Instructions
**A)** Answer these from the LED lighting procurement text, one answer per line, marked the same way:
(i) What surge protection rating do the logistics hub's bespoke luminaires have?
(ii) What batch consistency standard should buyers expect?
(iii) Across what temperature range do the hub's loading areas fluctuate?
**B)** List every control protocol that the LED lighting procurement text names in its first RFP question.
**C)** Carry on the LED lighting procurement text, starting right after its final sentence.

Result: you spend extra money on on-site troubleshooting, and in worst cases, you end up bypassing intended control strategies—losing the very energy savings you budgeted.
RFP questions to expose weaknesses
“Which control protocols do your luminaires support natively (DALI-2, KNX, Bluetooth Mesh, Zigbee)? Provide driver/gear brands and datasheets.”
“Share at least one Swedish or Nordic project where your products integrated with a third-party BMS or lighting control system. What went well? What went wrong?”
“Provide a sample commissioning guide and as-built documentation pack.”
“Explain your firmware update and cybersecurity policy for controllable luminaires and gateways.”
If the answers are vague or defensive, treat that as a red flag.
Q4 — Performance & Reliability: Will the Numbers Hold Up After Year Three?
Many suppliers can hit a target lumen output on day one. The more important question in Sweden’s long-lived building stock is: what happens in year five, year ten, and under winter conditions?
Key performance dimensions
You should expect clear data on:
System efficacy (lm/W) by CCT and CRI—especially for 3000–4000K with CRI 80/90.
Driver quality (for example, reputable DALI-2 driver brands) with THD, power factor, and flicker performance.
Thermal design (heatsink sizing, airflow, mounting constraints) linked to LM-80/TM-21 lifetime claims.
Surge protection (6–10 kV for outdoor, especially in coastal or exposed areas).
Batch consistency: SDCM 3 or better, with colour stability data.
Environmental robustness: cold-start capabilities, condensation management, coatings for coastal corrosion.
Given the EU’s major push away from fluorescent technologies, your custom LED solution is likely expected to last 50,000–100,000 hours—which can translate to more than a decade in many applications. Fagerhult+1
Positive scenario: a logistics hub case
A Swedish logistics hub near Gothenburg retrofits its high-bay lighting with bespoke LED luminaires designed for L80/B10 at 100,000 hours and 8 kV surge protection. Indoor temperatures fluctuate from 0–25°C in loading areas.
After three years, spot measurements show minimal lumen drop and good colour stability.
There are only isolated driver failures, covered by advance replacement under warranty.
Energy use drops significantly and helps the facility align with its corporate net-zero pathway.
Negative scenario: cheaper now, costly later
Another warehouse chooses a cheaper bespoke option. The supplier provides no LM-80/TM-21 data, and thermal design is marginal. After three winters, many fittings experience:
Noticeable lumen depreciation
Colour shift across batches
Higher failure rates in cold areas and near loading doors
Maintenance crews start swapping luminaires on an ad-hoc basis—costing time, disrupting operations, and undermining the original business case.

Rows
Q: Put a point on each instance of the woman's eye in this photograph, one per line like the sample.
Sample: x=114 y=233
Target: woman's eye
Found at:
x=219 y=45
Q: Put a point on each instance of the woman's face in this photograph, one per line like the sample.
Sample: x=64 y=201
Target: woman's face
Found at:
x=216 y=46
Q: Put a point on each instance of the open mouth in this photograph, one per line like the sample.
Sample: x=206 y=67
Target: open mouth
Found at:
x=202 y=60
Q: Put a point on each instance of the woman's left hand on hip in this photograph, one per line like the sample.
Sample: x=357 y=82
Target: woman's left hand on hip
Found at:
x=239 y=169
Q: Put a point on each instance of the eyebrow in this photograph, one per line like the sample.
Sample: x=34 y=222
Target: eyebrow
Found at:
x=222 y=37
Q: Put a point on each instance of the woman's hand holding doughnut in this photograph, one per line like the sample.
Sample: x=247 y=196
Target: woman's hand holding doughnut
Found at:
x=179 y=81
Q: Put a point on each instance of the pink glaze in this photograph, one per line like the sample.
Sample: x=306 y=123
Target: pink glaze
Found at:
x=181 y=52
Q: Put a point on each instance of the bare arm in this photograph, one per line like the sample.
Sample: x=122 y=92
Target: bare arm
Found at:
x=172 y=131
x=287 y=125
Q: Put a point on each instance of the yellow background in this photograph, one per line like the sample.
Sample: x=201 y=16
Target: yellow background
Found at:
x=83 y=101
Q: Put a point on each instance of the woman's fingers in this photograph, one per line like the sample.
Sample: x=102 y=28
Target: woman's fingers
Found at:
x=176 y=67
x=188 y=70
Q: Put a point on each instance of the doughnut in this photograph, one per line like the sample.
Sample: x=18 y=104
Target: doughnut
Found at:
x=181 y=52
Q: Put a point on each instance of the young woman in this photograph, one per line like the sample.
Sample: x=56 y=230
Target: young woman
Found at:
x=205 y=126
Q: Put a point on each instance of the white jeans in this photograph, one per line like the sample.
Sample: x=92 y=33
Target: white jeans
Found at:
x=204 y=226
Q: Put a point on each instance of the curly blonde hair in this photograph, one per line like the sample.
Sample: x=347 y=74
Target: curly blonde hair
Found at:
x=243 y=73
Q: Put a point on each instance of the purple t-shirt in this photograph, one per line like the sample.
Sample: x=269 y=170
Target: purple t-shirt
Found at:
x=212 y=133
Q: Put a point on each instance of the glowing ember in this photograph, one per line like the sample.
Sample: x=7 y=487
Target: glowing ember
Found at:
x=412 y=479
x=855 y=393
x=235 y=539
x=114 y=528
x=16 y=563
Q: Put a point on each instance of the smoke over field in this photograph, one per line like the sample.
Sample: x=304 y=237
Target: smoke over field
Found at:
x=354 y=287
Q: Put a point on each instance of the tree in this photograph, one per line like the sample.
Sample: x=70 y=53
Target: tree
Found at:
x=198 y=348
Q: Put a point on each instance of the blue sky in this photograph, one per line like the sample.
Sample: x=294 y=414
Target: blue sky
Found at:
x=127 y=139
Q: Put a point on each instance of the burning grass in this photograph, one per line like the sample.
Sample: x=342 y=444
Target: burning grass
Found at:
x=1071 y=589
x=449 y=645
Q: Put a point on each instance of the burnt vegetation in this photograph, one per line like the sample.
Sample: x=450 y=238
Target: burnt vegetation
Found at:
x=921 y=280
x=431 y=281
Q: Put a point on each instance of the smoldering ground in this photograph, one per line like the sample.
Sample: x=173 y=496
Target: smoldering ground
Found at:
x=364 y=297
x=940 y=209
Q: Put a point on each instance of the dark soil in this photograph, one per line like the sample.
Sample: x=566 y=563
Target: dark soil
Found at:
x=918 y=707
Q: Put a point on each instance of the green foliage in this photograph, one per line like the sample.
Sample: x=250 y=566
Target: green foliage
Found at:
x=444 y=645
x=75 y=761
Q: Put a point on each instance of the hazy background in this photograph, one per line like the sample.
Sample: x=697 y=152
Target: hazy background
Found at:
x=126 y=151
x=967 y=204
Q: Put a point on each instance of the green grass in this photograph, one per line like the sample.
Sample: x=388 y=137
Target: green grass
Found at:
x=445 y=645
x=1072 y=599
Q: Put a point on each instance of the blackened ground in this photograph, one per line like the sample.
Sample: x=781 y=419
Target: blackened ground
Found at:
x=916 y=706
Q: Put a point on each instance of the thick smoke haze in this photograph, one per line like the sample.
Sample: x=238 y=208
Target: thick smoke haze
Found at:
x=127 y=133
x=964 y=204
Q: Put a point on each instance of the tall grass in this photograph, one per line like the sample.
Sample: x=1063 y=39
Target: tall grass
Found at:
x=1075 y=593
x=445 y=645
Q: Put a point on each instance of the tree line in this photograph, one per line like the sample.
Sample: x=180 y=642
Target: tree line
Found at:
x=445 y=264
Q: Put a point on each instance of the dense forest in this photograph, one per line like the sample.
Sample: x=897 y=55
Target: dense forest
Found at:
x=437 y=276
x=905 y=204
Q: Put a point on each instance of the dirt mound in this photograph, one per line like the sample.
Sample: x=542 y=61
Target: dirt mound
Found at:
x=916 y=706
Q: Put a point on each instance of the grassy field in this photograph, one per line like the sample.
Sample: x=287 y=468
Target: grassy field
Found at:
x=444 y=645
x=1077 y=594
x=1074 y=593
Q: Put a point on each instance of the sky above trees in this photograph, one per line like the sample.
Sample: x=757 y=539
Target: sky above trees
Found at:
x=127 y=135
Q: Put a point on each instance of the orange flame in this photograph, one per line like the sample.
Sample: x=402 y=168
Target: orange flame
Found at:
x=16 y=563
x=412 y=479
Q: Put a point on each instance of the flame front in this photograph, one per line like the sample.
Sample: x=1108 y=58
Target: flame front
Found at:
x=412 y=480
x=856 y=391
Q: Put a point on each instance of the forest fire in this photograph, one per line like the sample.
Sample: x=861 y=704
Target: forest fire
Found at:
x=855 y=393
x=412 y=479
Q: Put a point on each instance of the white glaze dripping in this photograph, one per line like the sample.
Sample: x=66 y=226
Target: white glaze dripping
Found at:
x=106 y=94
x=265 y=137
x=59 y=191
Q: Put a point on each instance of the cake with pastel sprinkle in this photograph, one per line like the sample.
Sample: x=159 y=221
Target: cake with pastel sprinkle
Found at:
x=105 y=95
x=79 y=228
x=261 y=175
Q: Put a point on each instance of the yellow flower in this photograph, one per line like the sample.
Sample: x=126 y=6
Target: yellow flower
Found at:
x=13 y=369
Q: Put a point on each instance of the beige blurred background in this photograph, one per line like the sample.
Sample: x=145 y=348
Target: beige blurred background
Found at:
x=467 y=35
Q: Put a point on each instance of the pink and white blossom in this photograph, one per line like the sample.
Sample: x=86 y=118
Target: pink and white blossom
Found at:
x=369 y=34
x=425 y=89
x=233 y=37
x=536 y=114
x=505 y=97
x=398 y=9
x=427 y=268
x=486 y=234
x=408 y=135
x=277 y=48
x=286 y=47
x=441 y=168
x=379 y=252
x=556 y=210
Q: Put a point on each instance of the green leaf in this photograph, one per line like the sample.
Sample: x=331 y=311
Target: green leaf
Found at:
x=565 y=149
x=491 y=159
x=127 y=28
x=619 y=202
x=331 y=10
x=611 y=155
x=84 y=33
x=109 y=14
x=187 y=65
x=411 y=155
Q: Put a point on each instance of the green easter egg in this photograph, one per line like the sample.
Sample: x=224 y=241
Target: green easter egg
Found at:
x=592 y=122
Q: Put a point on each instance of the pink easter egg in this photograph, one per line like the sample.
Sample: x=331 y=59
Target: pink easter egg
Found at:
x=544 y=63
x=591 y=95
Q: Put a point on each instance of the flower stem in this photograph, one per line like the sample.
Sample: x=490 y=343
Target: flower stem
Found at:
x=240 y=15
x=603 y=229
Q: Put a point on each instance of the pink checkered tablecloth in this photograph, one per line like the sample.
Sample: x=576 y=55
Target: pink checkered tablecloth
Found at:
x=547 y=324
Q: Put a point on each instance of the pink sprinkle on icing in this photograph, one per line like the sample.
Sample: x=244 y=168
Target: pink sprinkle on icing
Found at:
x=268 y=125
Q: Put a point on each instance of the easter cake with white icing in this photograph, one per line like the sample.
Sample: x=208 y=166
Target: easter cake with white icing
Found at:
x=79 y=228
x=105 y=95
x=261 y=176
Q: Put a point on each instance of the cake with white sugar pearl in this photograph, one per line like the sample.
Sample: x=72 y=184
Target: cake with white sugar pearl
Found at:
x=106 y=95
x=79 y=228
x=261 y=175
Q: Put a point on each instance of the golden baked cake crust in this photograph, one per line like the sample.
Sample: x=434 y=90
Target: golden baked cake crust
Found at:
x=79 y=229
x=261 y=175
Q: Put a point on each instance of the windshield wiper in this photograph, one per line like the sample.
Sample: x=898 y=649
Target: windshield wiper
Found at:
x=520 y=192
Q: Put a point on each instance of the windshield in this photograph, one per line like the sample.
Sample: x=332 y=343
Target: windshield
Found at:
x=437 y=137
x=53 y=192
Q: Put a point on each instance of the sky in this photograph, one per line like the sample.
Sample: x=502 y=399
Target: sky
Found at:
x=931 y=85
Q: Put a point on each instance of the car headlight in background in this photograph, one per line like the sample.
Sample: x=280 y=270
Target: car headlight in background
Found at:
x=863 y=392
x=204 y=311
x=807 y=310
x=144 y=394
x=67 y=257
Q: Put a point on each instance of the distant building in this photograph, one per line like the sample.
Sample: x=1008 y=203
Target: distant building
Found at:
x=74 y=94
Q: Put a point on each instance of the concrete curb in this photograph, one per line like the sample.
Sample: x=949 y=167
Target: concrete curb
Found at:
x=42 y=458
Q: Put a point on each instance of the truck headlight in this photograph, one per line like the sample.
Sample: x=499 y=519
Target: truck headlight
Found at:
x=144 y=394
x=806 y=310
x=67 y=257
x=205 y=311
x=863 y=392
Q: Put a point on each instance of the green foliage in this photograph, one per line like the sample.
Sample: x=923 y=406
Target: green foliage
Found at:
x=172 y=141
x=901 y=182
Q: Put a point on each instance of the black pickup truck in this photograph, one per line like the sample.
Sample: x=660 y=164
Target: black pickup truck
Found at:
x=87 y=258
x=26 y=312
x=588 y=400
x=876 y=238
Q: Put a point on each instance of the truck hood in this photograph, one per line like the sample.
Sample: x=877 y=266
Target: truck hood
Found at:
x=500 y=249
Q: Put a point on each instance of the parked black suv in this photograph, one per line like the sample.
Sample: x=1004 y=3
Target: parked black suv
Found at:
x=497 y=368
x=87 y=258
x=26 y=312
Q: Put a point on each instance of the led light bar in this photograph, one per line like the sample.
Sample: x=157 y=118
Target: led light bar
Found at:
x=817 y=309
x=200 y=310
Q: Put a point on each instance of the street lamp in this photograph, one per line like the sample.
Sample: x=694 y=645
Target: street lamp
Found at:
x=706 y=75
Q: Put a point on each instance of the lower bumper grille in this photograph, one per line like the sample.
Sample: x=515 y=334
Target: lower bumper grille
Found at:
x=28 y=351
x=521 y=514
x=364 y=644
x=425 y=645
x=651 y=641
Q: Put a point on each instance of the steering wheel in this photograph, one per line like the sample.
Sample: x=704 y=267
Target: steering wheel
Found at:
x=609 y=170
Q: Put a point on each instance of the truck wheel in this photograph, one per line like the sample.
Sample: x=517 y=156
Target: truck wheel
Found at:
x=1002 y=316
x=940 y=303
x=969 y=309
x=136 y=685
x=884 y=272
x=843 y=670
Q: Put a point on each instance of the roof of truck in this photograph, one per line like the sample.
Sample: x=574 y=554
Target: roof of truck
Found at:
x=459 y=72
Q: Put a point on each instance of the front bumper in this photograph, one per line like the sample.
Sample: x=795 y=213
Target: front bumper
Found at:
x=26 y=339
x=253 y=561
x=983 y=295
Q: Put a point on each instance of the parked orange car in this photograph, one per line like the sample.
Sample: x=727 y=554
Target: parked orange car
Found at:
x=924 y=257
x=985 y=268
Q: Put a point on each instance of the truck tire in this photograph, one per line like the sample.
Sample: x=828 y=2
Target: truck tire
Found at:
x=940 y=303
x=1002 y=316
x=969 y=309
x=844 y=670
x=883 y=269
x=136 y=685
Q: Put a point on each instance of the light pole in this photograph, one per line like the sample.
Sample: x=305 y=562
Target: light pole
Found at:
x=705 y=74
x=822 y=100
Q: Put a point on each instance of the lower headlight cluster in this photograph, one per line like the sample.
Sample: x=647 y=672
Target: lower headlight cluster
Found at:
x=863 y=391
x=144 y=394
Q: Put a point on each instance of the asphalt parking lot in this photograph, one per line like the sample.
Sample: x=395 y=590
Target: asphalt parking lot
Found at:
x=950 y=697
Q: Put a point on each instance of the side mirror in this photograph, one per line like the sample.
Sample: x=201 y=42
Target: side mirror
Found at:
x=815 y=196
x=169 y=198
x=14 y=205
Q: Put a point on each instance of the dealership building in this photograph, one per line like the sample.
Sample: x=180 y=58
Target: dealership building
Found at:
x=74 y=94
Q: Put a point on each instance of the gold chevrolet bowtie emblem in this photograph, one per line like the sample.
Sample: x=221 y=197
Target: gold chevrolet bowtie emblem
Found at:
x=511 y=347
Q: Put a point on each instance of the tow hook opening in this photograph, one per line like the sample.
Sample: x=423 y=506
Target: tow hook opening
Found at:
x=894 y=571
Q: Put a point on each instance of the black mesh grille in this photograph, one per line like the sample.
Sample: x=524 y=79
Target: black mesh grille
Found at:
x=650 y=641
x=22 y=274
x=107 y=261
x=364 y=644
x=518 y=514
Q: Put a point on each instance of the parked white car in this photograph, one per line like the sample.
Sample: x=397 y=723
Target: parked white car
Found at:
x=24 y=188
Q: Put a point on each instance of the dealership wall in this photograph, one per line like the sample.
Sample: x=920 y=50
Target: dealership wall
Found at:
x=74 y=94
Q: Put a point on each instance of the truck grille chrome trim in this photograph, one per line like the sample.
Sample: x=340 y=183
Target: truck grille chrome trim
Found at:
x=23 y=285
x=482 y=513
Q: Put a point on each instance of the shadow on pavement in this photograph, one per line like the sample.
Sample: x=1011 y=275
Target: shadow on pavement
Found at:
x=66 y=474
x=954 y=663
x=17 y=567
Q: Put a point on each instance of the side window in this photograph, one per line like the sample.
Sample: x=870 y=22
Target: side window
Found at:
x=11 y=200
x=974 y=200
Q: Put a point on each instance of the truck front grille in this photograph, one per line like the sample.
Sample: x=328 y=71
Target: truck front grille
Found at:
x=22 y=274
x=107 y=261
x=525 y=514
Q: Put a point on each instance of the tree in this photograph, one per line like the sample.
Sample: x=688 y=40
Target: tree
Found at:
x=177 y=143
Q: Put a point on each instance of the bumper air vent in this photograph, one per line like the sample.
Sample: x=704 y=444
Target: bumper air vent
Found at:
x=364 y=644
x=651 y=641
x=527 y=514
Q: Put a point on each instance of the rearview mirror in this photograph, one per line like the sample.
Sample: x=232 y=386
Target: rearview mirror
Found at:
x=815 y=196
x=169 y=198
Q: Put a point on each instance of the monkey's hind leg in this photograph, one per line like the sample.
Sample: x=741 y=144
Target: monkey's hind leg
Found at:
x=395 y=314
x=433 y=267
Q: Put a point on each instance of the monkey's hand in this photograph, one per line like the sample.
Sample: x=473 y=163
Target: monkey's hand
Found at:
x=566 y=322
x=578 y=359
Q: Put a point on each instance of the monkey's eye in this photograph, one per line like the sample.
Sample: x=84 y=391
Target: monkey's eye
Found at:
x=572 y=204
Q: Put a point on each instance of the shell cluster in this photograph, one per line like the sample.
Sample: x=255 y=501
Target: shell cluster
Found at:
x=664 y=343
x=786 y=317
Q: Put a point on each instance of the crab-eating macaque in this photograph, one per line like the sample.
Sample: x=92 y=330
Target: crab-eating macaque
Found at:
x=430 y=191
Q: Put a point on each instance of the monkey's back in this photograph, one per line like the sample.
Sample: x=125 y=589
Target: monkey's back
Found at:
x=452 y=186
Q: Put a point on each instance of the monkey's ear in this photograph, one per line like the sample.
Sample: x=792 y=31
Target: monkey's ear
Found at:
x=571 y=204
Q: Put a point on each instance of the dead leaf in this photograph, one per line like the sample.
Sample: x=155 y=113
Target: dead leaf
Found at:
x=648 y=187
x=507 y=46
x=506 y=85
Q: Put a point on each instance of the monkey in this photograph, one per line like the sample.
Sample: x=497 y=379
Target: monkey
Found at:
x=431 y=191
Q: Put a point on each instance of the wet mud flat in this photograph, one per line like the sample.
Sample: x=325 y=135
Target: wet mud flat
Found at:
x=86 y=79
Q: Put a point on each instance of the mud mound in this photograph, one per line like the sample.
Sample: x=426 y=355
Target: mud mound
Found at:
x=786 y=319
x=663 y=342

Responses
**A)**
(i) 8 kV
(ii) SDCM 3 or better
(iii) 0–25°C

**B)** DALI-2, KNX, Bluetooth Mesh, Zigbee

**C)**
RFP questions that reveal true reliability
“Provide LM-80/TM-21 data supporting your claimed Lxx/Bxx ratings at your stated operating temperature range.”
“What surge protection level (kV) is standard on your outdoor and industrial luminaires?”
“Explain how you manage batch consistency and SDCM across large orders delivered over 1–2 years.”
“Describe your typical failure rate and how you track Mean Time Between Failures (MTBF) for drivers and LED boards.”
You’re not just buying light—you’re buying a performance curve over time.
Q5 — Materials, Sustainability & Circularity: What’s the Real Environmental Footprint?
In a country where electricity is already very low-carbon, the embodied impact of fixtures, packaging, and logistics starts to matter more. Swedish clients and public bodies are increasingly interested in:
EPDs to compare environmental impact
Circularity (repairability, modular design, recyclability)
Alignment with Sweden Green Building Council criteria and EU circular economy policies SE2050+1
What a sustainable bespoke supplier offers
EPDs per product family (or LCAs in progress) that quantify carbon and resource use.
Recycled and recyclable materials, such as aluminium housings with a high recycled content, and plastics chosen for recyclability.
Modular architecture: drivers, LED boards, and optics are replaceable, not glued shut.
A clear spare parts roadmap (5–10 years) and take-back program for end-of-life luminaires.
Optimised packaging: flat-pack or nested designs, minimal foam, and clear recycling instructions.
Positive scenario
You’re working on a Miljöbyggnad Silver office retrofit in Malmö. The supplier provides EPDs for the main luminaire families and explains how their modular design allows LED board replacement without scrapping the housing. They offer a take-back program and document recycled content in the aluminium profile. The project team can clearly show improved embodied carbon performance compared to a generic off-the-shelf alternative.
Negative scenario
A different supplier sells you “energy-efficient LED” but:
No EPDs or LCAs
Sealed luminaires with integrated drivers that can’t be repaired
Mixed plastics with unclear recyclability
No spare parts plan
When you ask how they align with circular economy goals, they simply point to their low wattage. You achieve some operational savings, but you miss out on embodied carbon improvements and take on more waste and replacement risk.
RFP prompts that drive better answers
“Provide EPDs or LCAs for similar luminaires. If not available, outline your plan and timeline to provide these for Swedish projects.”
“Describe how your luminaires are designed for repairability and modular upgrades (drivers, boards, optics).”
“Share details of your take-back or recycling program in the EU.”
“Quantify recycled content in key components (e.g., aluminium housings).”
Q6 — Commercials that Protect You: What’s the TCO, Not Just the Unit Price?
It’s tempting to compare offers on SEK per luminaire alone. But with Sweden’s clean grid and increasing expectations on energy performance and comfort, the real question is: what is the total cost of ownership over 10–15 years?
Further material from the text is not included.